I started my journey into healthier eating and living when I was in college, just a year before spending a semester abroad in Madrid. I had made up my mind that I was going to learn to prepare vegetables in a way that taste great so that I wouldn’t have to feel guilty about eating so much processed food—which, at the time, I considered the most delicious food. Each week I would buy a few vegetables that I had never tried, then find an enticing recipe on the internet to learn how to cook it with extra virgin olive oil (from Spain, of course). Within a few months I was eating all sorts of vegetables that I never knew existed, or previously thought I disliked. By the time I landed in Madrid, I was on the lookout for the most delicious and nutritious ways to cook.
As I move into my 7th year as a vegan, I am so proud to say that I feel comfortable and confident with my eating habits. Gone are the days when I would surf the internet for tips on eliminating bloating, improving digestion, boosting my energy with food, and losing weight. The great thing is, there are no magic pills, no fancy diets to follow, no tricky body hacks, and definitely no cleanses. The key to maintaining a healthy and happy relationship to food is simple: eat plant-based whole foods that are fresh, seasonal, and full of color.

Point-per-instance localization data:
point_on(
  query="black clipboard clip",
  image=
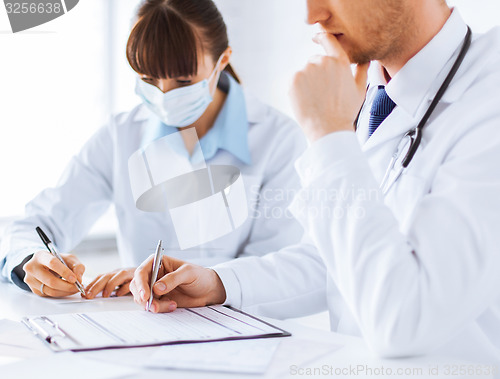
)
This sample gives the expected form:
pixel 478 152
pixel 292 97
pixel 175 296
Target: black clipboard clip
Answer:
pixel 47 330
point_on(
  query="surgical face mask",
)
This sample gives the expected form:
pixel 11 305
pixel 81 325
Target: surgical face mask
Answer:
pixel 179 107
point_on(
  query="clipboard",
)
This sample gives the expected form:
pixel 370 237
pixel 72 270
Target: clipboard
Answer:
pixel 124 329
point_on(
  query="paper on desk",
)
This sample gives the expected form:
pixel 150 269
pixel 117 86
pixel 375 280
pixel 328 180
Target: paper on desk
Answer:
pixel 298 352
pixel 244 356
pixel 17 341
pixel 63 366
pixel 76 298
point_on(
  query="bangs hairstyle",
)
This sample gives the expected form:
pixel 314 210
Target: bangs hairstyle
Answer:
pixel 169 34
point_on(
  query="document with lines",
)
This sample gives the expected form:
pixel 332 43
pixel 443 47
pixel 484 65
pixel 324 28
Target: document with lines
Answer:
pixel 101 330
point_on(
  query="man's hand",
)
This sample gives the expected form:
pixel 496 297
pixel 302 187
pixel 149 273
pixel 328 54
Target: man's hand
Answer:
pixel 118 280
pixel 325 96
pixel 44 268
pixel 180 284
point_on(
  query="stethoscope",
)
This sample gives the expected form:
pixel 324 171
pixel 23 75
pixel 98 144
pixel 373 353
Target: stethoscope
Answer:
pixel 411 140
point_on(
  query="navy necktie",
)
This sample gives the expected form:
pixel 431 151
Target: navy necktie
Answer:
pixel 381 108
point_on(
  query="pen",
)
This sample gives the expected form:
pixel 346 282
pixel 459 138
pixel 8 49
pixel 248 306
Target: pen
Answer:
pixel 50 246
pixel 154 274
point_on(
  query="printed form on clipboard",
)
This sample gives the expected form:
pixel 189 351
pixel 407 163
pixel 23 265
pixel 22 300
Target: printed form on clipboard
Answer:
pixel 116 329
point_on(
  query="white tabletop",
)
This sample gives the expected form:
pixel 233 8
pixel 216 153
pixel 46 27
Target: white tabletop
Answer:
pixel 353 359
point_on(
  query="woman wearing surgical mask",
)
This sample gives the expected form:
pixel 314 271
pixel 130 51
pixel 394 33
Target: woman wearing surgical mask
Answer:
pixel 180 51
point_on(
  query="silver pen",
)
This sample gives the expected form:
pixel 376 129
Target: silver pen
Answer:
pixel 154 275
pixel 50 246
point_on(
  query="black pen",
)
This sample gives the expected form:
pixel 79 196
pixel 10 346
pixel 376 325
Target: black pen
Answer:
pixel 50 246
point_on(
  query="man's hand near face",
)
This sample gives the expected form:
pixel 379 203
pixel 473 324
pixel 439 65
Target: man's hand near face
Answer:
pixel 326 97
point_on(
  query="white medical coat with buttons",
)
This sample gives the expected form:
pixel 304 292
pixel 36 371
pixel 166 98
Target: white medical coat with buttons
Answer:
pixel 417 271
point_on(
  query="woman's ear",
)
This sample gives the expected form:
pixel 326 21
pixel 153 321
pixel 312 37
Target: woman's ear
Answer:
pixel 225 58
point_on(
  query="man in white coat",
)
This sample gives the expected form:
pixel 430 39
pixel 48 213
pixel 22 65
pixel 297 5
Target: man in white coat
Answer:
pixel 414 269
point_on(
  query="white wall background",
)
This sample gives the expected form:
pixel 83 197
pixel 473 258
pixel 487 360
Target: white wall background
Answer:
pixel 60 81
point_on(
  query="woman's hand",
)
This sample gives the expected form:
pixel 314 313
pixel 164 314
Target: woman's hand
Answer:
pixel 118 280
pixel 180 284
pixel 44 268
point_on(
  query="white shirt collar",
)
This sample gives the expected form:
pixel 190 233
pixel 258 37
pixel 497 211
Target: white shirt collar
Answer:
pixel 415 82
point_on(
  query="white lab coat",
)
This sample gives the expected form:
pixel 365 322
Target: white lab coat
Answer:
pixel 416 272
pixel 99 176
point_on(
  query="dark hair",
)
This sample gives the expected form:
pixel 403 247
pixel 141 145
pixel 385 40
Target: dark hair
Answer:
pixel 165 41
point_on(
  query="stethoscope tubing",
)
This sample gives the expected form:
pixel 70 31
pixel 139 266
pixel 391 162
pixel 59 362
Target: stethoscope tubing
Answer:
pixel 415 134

■ **Activity 1**
In the passage on healthy eating, in which city did the writer spend a semester abroad?
■ **Activity 2**
Retype the passage on healthy eating starting at "I started my" and ending at "ways to cook.".
You can leave the data aside.

■ **Written answer 1**
Madrid

■ **Written answer 2**
I started my journey into healthier eating and living when I was in college, just a year before spending a semester abroad in Madrid. I had made up my mind that I was going to learn to prepare vegetables in a way that taste great so that I wouldn’t have to feel guilty about eating so much processed food—which, at the time, I considered the most delicious food. Each week I would buy a few vegetables that I had never tried, then find an enticing recipe on the internet to learn how to cook it with extra virgin olive oil (from Spain, of course). Within a few months I was eating all sorts of vegetables that I never knew existed, or previously thought I disliked. By the time I landed in Madrid, I was on the lookout for the most delicious and nutritious ways to cook.